**Aim of the task:** Report every line of the records below that contains the word "granite".

═════ Entries provided

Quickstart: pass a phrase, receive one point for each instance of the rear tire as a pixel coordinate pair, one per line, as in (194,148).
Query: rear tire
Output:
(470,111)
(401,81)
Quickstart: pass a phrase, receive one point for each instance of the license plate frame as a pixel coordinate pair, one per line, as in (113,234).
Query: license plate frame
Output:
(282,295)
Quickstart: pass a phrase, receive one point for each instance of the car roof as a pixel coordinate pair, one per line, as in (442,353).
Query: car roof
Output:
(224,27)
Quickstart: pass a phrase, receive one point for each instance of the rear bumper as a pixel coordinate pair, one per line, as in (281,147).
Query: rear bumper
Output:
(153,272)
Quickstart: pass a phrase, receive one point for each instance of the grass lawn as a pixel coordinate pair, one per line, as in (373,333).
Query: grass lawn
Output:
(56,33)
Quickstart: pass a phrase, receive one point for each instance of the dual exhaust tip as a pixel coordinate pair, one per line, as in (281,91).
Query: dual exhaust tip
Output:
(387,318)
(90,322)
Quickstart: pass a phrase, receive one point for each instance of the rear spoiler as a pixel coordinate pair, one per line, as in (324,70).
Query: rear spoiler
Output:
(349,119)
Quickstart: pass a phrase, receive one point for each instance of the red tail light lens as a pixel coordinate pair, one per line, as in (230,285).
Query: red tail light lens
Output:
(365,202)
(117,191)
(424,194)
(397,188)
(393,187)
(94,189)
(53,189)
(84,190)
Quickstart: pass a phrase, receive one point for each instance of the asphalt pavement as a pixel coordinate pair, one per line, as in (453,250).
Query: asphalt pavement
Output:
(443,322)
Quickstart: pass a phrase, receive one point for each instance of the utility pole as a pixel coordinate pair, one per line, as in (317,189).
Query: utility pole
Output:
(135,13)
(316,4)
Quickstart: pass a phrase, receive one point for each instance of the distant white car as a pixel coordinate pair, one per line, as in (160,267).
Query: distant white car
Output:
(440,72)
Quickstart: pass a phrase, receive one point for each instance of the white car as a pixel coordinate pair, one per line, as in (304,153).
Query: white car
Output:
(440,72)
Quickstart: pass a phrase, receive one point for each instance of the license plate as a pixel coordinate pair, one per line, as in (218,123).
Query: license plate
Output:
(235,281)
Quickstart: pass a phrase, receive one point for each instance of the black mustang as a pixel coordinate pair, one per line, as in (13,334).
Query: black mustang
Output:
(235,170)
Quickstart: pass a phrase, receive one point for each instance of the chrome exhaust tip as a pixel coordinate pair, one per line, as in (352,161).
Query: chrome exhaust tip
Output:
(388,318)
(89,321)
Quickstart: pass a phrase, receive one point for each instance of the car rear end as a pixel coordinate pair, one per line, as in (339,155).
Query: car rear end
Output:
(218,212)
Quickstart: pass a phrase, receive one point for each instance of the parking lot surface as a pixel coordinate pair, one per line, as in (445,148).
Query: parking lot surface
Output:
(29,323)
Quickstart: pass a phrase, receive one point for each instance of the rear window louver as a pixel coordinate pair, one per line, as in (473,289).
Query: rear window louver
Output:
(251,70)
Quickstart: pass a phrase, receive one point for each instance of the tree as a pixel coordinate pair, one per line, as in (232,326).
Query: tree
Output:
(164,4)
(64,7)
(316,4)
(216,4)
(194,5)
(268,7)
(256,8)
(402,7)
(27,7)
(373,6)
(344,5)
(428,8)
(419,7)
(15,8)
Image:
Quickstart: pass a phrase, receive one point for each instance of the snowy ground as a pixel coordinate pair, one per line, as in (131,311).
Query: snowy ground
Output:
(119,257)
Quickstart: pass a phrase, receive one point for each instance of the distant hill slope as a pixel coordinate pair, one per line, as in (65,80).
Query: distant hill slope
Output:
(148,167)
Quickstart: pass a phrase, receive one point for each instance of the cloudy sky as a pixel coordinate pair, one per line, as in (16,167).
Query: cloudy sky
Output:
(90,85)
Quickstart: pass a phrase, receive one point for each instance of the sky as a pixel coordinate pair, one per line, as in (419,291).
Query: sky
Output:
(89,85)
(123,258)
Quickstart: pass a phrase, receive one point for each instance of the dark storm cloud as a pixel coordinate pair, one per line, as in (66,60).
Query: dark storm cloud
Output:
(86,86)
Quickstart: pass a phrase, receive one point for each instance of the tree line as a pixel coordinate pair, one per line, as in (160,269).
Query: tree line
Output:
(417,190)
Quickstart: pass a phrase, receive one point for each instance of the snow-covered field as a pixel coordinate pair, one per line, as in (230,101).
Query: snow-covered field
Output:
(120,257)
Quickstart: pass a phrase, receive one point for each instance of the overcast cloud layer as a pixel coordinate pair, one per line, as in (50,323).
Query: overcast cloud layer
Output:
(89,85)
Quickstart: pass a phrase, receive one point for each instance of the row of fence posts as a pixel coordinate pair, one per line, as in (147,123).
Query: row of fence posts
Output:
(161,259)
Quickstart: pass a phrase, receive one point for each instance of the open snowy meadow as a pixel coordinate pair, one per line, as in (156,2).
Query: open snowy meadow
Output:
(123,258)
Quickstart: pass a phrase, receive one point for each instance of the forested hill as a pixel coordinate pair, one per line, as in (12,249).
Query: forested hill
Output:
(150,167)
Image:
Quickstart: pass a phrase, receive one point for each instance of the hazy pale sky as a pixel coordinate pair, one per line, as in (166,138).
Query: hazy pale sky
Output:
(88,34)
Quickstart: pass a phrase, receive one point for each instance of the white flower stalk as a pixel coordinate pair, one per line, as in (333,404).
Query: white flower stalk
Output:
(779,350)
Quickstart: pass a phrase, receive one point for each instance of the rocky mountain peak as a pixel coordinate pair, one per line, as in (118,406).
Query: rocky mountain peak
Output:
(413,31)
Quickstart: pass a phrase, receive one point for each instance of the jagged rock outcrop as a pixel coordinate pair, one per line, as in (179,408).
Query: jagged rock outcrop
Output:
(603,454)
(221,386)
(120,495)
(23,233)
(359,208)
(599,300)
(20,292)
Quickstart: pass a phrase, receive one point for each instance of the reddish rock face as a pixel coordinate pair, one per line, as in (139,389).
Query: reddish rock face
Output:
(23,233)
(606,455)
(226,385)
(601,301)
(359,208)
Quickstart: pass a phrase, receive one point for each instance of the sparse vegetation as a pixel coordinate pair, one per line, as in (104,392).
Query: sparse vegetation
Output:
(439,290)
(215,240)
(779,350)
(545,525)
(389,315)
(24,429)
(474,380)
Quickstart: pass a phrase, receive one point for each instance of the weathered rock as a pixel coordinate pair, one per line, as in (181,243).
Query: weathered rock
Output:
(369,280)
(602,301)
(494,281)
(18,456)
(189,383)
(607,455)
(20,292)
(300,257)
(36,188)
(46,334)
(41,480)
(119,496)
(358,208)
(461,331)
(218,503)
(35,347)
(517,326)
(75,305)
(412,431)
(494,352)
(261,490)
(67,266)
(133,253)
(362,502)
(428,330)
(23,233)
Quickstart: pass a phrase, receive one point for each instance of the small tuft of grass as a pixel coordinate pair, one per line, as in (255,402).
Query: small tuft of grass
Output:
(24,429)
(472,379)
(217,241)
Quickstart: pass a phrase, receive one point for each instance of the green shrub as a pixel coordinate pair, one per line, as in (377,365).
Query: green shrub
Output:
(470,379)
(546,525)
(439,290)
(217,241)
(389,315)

══════════
═════ Entries provided

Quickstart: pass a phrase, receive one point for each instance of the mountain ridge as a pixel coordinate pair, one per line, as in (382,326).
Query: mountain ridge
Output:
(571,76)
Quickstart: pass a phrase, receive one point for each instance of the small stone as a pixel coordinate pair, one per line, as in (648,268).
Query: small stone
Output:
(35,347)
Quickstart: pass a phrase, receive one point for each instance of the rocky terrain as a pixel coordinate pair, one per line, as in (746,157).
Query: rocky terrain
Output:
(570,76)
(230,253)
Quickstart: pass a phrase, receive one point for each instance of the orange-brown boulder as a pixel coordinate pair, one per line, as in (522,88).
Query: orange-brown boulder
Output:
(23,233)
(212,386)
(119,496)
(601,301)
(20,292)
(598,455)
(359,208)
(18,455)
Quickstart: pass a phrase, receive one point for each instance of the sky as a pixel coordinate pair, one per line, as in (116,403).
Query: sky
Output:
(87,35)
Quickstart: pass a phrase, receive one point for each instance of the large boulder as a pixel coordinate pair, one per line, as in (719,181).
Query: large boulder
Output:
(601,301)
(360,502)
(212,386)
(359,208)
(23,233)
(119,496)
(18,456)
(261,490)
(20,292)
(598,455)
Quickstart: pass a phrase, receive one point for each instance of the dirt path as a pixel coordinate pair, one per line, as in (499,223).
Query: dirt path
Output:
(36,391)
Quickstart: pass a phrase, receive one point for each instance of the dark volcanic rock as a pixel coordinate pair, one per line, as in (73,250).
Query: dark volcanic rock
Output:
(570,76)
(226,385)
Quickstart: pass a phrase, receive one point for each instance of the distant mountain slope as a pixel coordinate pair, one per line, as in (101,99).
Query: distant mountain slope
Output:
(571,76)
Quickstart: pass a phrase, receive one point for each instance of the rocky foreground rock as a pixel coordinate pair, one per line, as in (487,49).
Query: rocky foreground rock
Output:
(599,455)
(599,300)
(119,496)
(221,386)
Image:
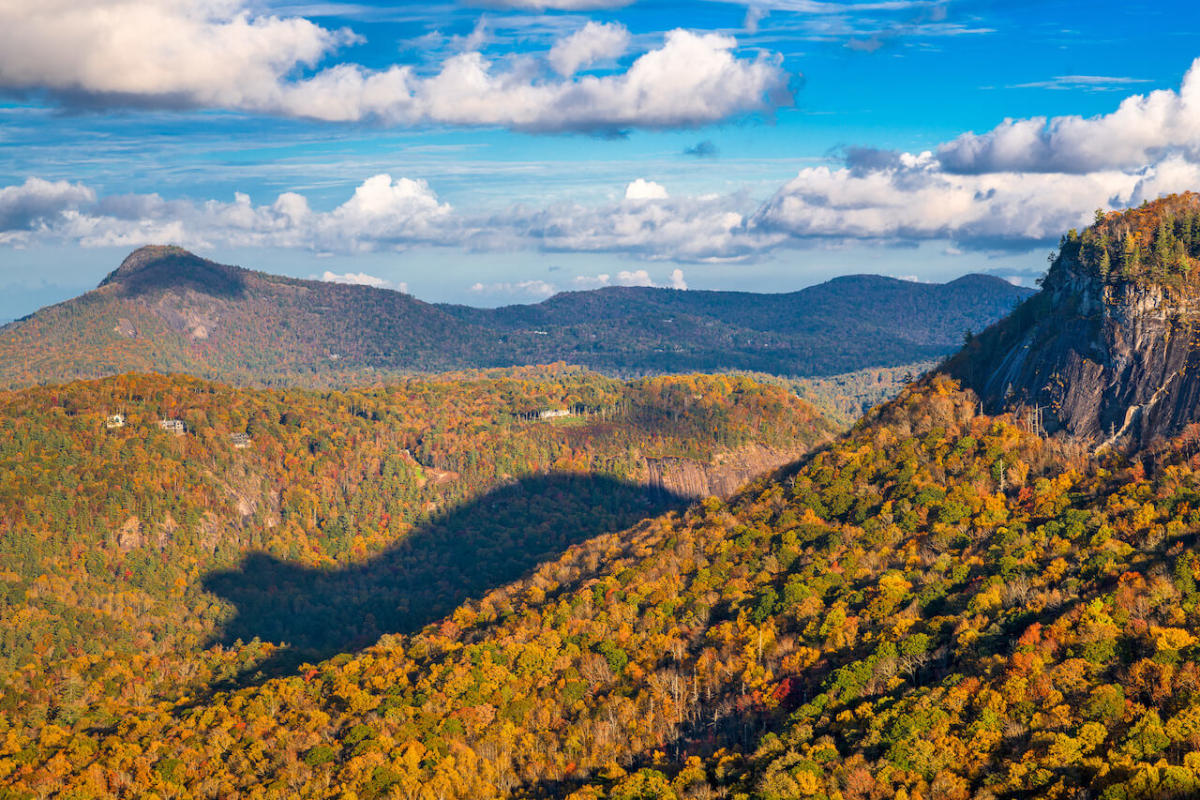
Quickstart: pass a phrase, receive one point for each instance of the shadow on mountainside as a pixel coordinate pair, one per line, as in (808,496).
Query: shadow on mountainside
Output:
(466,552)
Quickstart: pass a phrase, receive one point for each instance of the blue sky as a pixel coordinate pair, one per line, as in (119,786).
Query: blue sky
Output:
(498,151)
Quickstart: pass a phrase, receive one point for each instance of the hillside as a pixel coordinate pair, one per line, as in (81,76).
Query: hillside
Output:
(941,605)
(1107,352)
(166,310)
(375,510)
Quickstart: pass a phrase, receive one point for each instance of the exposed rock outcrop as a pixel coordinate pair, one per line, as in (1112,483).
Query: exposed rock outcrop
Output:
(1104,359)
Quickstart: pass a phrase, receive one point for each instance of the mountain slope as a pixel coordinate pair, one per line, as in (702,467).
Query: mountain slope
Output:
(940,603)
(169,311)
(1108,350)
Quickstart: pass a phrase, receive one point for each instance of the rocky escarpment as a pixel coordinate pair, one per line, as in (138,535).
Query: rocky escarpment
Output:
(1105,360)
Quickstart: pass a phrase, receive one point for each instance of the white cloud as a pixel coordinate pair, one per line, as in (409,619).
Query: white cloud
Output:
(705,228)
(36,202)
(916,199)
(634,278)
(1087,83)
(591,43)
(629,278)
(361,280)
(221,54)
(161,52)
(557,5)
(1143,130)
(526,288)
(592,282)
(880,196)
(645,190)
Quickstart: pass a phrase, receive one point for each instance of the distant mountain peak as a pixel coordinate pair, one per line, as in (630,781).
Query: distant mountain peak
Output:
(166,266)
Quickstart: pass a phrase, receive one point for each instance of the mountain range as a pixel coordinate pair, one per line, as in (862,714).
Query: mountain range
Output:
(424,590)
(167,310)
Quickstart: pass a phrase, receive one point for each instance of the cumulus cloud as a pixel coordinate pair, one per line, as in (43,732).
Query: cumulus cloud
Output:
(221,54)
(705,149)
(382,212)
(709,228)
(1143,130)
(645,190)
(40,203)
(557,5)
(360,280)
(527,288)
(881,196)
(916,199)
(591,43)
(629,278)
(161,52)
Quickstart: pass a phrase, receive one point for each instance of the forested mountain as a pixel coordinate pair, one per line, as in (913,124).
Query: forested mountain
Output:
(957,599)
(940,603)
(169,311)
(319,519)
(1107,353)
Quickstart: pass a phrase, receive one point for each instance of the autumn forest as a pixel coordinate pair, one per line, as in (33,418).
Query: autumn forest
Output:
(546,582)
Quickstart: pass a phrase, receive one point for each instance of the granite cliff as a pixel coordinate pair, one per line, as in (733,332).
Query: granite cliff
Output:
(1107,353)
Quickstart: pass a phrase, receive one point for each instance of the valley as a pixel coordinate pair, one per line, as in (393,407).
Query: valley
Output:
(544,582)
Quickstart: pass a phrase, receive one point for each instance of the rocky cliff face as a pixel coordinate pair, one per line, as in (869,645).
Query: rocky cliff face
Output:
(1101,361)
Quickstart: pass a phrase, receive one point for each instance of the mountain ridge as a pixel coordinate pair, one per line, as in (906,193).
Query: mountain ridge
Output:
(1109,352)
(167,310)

══════════

**Your solution:**
Quickstart: pass a phrase, receive one point for each instance of the granite cliff as a pixel coordinate pair, one per line, as in (733,332).
Query: granite cliff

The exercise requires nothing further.